::: Extracted entries :::

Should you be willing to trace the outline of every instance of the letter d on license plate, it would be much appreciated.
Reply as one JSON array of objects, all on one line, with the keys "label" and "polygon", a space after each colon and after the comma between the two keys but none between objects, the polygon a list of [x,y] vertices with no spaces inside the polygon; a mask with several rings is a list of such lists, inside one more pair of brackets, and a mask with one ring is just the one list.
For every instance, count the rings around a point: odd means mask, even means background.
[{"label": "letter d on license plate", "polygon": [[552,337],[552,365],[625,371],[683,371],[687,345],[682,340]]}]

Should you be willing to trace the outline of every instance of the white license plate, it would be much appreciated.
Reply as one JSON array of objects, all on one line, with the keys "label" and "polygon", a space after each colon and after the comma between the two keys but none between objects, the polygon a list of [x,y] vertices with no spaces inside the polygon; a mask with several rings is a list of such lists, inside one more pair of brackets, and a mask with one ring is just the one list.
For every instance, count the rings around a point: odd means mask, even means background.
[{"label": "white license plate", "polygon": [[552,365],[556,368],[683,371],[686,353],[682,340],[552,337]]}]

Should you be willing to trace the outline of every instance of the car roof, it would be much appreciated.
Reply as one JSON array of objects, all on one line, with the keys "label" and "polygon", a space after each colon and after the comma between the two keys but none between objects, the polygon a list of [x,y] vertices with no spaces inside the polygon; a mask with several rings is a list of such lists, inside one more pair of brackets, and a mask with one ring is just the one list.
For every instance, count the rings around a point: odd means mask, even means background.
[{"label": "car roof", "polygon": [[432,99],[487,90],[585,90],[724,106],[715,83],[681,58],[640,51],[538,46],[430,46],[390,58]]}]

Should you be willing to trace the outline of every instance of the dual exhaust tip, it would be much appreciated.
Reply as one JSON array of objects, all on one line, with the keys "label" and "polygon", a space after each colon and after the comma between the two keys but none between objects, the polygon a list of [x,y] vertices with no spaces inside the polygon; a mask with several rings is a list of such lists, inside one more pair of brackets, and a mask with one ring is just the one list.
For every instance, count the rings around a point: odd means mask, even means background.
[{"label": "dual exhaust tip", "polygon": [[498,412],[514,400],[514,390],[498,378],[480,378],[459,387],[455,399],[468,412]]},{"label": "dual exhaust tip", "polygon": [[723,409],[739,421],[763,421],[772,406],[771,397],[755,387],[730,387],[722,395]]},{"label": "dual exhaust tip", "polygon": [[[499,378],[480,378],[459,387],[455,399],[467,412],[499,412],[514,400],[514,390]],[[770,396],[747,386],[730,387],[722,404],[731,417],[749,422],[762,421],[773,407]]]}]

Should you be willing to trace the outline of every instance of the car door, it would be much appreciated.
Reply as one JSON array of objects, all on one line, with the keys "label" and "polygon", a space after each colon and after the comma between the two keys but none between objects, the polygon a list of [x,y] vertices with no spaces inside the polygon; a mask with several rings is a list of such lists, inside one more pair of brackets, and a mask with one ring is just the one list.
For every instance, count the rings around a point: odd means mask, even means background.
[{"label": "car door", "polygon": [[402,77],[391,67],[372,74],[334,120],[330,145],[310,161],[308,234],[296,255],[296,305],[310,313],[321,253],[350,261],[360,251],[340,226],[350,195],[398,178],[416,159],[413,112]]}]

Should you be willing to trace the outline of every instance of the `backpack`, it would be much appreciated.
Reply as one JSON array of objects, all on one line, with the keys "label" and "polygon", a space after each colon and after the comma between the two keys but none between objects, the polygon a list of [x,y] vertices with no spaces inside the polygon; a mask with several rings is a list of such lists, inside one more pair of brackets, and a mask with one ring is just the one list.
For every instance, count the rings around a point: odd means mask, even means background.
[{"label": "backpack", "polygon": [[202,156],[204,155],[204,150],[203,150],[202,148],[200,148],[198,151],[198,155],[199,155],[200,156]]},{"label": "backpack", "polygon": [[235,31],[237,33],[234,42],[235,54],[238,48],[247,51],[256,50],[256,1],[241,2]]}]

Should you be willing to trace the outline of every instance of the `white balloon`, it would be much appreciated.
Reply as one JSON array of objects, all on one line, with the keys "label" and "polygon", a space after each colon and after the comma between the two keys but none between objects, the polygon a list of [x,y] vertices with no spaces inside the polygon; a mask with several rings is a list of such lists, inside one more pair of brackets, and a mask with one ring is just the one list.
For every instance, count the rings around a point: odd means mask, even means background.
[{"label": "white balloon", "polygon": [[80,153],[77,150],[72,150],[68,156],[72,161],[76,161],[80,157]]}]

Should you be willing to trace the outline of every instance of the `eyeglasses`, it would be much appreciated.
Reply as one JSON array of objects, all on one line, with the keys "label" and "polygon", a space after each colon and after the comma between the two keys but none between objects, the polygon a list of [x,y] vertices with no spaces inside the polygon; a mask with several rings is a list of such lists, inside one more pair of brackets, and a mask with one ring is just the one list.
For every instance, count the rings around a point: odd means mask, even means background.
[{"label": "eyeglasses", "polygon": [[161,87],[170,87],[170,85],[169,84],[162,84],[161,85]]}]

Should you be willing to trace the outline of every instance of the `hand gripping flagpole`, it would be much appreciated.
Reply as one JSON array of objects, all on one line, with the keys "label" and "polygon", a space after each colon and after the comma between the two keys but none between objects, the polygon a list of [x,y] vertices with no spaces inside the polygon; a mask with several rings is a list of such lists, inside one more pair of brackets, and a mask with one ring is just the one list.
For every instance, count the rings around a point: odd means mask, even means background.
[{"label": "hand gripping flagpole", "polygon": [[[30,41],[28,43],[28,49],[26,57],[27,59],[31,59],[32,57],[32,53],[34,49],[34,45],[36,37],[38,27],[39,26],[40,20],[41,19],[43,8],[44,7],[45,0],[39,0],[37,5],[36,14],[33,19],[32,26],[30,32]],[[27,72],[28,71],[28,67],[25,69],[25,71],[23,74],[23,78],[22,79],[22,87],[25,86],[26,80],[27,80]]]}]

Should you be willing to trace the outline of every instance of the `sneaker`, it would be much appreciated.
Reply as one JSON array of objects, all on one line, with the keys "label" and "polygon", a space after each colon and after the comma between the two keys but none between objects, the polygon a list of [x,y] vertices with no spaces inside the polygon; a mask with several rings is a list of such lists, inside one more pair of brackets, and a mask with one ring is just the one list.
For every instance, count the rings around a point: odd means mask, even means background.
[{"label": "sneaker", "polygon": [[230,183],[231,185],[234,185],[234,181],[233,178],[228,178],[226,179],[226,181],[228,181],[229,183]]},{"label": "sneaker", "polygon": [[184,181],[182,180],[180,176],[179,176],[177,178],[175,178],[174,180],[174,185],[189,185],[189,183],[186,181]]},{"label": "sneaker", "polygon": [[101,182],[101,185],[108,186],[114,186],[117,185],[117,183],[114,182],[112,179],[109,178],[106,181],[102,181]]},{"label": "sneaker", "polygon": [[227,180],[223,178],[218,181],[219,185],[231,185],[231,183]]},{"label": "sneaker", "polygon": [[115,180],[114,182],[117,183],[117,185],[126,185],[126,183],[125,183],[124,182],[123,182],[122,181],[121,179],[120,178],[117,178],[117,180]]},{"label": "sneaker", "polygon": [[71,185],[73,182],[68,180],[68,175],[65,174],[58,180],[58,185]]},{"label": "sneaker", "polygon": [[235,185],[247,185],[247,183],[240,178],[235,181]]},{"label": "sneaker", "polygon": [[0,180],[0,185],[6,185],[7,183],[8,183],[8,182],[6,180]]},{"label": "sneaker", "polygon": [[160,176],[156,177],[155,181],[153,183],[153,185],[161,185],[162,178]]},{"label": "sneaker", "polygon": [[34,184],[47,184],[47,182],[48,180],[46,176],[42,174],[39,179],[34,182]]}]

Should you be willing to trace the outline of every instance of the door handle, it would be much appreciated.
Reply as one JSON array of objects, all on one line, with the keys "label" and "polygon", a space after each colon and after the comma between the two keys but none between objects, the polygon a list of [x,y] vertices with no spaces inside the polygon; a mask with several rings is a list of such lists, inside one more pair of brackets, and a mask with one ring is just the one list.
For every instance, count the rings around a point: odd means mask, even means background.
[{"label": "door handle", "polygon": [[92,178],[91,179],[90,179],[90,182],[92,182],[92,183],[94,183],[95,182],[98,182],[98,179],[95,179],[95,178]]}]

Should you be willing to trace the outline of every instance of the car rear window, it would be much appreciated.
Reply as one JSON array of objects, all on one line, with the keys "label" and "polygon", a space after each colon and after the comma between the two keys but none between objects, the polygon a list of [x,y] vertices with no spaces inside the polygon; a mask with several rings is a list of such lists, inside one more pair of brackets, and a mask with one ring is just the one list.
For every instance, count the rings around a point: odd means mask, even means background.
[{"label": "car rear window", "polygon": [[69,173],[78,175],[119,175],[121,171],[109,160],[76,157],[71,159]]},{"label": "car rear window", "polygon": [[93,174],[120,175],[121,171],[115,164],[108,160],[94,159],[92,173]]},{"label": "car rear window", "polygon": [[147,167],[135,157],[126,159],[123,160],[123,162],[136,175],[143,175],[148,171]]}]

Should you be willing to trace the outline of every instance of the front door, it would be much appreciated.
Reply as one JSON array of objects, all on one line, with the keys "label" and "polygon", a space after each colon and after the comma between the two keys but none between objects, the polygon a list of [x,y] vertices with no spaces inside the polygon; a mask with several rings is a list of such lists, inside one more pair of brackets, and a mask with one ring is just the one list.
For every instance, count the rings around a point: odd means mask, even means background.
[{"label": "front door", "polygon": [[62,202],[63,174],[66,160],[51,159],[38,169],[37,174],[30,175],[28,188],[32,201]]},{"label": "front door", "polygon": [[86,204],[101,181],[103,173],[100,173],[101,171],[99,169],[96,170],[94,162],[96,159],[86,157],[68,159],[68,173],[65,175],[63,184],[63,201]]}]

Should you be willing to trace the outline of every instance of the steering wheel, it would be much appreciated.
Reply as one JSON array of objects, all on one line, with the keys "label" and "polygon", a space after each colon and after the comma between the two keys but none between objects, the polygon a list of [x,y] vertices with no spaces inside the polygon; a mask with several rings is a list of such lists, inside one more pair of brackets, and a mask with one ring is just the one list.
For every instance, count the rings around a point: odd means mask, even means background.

:::

> [Exercise]: Report every line in the entries above that contains the string "door", treating uppercase and lowercase as different.

> [Correct output]:
Should you be willing to trace the outline of every instance of the car door, it would be much appreciated.
[{"label": "car door", "polygon": [[402,77],[391,67],[372,74],[334,120],[330,145],[310,161],[308,234],[296,255],[296,305],[310,313],[321,253],[350,261],[360,251],[340,226],[350,195],[398,178],[416,159],[413,112]]}]
Should you be willing to trace the outline of every instance of the door handle, it would be much appreciated.
[{"label": "door handle", "polygon": [[92,178],[91,179],[90,179],[90,182],[92,182],[92,183],[94,183],[95,182],[98,182],[98,179],[95,179],[95,178]]}]
Should you be willing to trace the outline of every instance of the front door, it would be much appreciated.
[{"label": "front door", "polygon": [[62,202],[63,174],[66,160],[51,159],[38,169],[37,174],[30,175],[28,188],[32,201]]},{"label": "front door", "polygon": [[86,204],[101,181],[103,173],[100,173],[101,171],[99,169],[96,170],[94,162],[96,159],[86,157],[68,159],[68,173],[65,175],[63,184],[63,201]]}]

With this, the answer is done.